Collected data
★ ★ ★ ★
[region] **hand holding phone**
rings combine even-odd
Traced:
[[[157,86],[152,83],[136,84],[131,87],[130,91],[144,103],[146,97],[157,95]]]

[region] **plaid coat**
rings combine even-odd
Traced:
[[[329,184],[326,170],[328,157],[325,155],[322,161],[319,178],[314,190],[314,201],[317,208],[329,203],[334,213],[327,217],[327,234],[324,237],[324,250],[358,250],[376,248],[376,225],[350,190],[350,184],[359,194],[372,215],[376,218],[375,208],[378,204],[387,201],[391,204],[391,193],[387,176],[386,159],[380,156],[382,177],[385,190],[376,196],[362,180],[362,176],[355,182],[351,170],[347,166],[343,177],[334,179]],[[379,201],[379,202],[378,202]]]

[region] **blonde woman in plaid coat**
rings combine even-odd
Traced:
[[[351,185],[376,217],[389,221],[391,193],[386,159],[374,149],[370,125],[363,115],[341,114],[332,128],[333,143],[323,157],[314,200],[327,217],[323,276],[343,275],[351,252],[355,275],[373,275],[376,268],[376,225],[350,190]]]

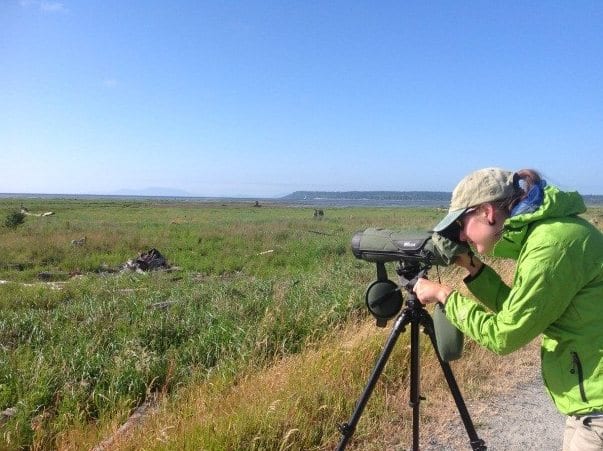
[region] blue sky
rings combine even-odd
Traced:
[[[603,194],[603,2],[0,1],[0,192]]]

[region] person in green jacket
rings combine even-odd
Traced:
[[[434,231],[516,260],[512,287],[470,254],[455,263],[479,302],[427,279],[414,287],[422,303],[444,304],[458,329],[497,354],[542,335],[544,384],[567,415],[564,451],[603,450],[603,234],[579,216],[585,211],[577,192],[547,185],[536,171],[475,171]]]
★ ★ ★ ★
● **Set task**: Rewrite the stretch of records from the line containing "[region] blue sky" through the end of the records as a two-column CSV with the columns request and outline, one row per record. Put each record's text and its answer into one quoted field each, with line breaks replaced by spaces.

● **Problem solution**:
request,outline
"[region] blue sky rings combine even-odd Traced:","[[[603,194],[603,2],[0,1],[0,192]]]"
"[region] person in green jacket rings combine even-odd Traced:","[[[434,231],[516,260],[512,287],[470,254],[455,263],[479,302],[427,279],[414,287],[422,303],[444,304],[458,329],[497,354],[542,335],[544,384],[567,415],[564,451],[603,450],[603,234],[579,216],[585,211],[577,192],[547,185],[536,171],[475,171]]]"